• Activity: The word "white" occurs in some of the lines below; copy each of those lines.

· · · · · · ·

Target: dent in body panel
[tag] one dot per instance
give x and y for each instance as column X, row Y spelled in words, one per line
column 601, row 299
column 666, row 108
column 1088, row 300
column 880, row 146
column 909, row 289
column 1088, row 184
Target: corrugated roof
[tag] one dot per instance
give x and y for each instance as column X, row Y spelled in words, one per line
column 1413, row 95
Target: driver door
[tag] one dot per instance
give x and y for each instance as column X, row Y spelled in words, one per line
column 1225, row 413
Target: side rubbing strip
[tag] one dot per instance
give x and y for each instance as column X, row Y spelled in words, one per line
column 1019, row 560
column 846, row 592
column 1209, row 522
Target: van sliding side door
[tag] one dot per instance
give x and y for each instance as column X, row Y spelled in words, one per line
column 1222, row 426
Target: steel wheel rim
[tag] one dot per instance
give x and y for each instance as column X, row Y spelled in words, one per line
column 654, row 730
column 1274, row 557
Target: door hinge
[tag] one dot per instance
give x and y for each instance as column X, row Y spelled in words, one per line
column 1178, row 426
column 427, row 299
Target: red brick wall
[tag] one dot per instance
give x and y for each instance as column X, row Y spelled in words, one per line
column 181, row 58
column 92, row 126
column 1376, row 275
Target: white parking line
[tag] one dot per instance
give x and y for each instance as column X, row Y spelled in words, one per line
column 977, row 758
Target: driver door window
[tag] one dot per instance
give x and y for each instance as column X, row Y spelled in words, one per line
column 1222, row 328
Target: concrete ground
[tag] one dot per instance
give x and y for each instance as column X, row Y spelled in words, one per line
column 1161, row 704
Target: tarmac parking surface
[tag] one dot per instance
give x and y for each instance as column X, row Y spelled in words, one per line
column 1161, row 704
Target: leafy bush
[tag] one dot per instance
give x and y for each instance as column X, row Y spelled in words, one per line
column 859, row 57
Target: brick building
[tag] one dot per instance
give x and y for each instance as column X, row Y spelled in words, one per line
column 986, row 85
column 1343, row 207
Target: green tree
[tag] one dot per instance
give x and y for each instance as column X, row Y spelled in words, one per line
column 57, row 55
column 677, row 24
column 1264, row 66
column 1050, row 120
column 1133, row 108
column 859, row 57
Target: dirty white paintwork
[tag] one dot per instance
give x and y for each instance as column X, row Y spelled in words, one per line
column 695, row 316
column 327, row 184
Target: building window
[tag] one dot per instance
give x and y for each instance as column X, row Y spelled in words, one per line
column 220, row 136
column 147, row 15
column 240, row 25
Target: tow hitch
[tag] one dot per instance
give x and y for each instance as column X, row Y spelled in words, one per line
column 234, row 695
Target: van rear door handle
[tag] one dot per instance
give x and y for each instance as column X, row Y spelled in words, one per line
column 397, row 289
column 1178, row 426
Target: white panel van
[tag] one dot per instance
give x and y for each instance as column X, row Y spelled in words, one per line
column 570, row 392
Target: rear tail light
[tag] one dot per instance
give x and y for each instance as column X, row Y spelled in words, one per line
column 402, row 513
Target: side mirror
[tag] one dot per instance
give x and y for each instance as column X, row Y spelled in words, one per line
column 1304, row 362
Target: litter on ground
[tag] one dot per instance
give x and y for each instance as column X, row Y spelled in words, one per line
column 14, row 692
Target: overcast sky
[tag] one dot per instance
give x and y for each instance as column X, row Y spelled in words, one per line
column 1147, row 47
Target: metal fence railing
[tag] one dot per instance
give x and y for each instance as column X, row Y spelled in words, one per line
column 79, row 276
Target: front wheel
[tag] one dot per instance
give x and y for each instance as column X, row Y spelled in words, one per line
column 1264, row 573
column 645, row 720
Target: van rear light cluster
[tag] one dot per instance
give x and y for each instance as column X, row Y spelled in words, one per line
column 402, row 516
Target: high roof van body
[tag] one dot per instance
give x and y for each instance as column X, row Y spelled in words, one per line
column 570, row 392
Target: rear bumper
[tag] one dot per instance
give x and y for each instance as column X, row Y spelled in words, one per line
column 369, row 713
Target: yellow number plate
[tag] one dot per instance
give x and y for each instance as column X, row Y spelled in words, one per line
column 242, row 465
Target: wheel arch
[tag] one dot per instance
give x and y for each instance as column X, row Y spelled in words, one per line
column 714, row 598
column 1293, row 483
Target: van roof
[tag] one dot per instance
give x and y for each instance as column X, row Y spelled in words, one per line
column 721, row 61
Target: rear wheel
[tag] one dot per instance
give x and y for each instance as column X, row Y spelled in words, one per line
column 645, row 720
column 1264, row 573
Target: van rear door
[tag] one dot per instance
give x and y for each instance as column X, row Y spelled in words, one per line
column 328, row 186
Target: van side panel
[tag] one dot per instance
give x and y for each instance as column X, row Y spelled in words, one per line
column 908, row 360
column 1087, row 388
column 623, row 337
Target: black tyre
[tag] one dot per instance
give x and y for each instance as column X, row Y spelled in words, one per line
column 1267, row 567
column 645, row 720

· · · · · · ·

• Exercise response:
Target: white parking line
Target: dirty white paintwork
Target: white panel van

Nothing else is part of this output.